100 years ago today in Spokane: Salmon fishing was still good on the San Poil

By Jim Kershner For The Spokesman-Review

The salmon harvest was excellent on the San Poil River.

An Indian fishing camp had been established near a dam, about a mile north of Keller. The Indians had erected platforms and runways out over the water to enable them to fish in the middle of the river.

“They do most of their fishing at night, because experience has taught them that is when the fish run thickest,” said a correspondent.

This had been an important fishing spot for millennia, but its days were numbered. Grand Coulee Dam would put an end to the salmon runs two decades later.

From the bird beat: A young mother credited a canary – actually, the canary’s cage – with saving the life of her baby.

Mrs. C.E. Snell lost control of her auto on Riverside Avenue, and plowed into a crowded sidewalk and injured several children. One little girl, Mary Hadley, 6, was walking next to her mother, who was carrying a canary in a cage. The car struck the cage, killed the canary, and injured Mary. Mary carried the bird to the emergency hospital, “thoughtless of her own pain,” but it was too late to revive the bird.

While Mary and others were being treated for bruises, a woman carrying a canary in a brand new cage walked in and asked police to give the bird “to the little girl whose canary was killed.”

“Due to her canary, my little girl was saved,” said the woman. “She was within an inch of the car when it stopped, and the only thing that kept it from running into her was the canary cage. The crushing of the cage stopped the machine just before it struck my baby.”

Mary Hadley left the hospital shortly afterward, carrying the new canary.

■ **The task**
Rewrite the part of the Spokane piece that starts at "By Jim Kershner" and ends at "said a correspondent.", replacing "platforms" with "scaffolds".

■ **Recorded information**
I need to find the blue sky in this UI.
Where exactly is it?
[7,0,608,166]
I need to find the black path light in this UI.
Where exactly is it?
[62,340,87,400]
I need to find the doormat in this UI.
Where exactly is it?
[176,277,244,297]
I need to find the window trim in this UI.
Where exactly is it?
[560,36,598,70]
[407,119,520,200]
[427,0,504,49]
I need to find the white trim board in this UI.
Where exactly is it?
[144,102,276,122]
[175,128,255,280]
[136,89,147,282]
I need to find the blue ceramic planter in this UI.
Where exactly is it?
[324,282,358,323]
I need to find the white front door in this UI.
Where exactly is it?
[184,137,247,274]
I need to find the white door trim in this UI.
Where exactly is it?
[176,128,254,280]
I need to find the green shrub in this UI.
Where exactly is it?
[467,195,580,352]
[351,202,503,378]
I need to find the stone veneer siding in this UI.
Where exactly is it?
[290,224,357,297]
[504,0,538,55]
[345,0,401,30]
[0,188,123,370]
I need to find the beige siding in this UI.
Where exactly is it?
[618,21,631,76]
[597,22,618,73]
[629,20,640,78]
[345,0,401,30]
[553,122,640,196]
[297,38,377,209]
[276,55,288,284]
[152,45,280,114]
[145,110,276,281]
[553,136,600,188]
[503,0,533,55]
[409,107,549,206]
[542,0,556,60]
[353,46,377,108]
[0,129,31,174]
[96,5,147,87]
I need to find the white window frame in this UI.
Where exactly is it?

--

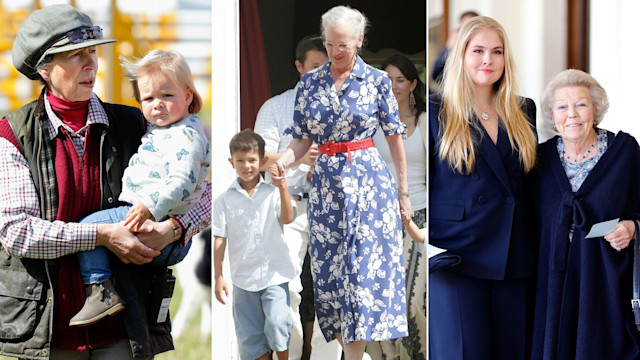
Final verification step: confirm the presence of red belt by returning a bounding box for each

■ **Result of this task**
By Jim Kershner For The Spokesman-Review

The salmon harvest was excellent on the San Poil River.

An Indian fishing camp had been established near a dam, about a mile north of Keller. The Indians had erected scaffolds and runways out over the water to enable them to fish in the middle of the river.

“They do most of their fishing at night, because experience has taught them that is when the fish run thickest,” said a correspondent.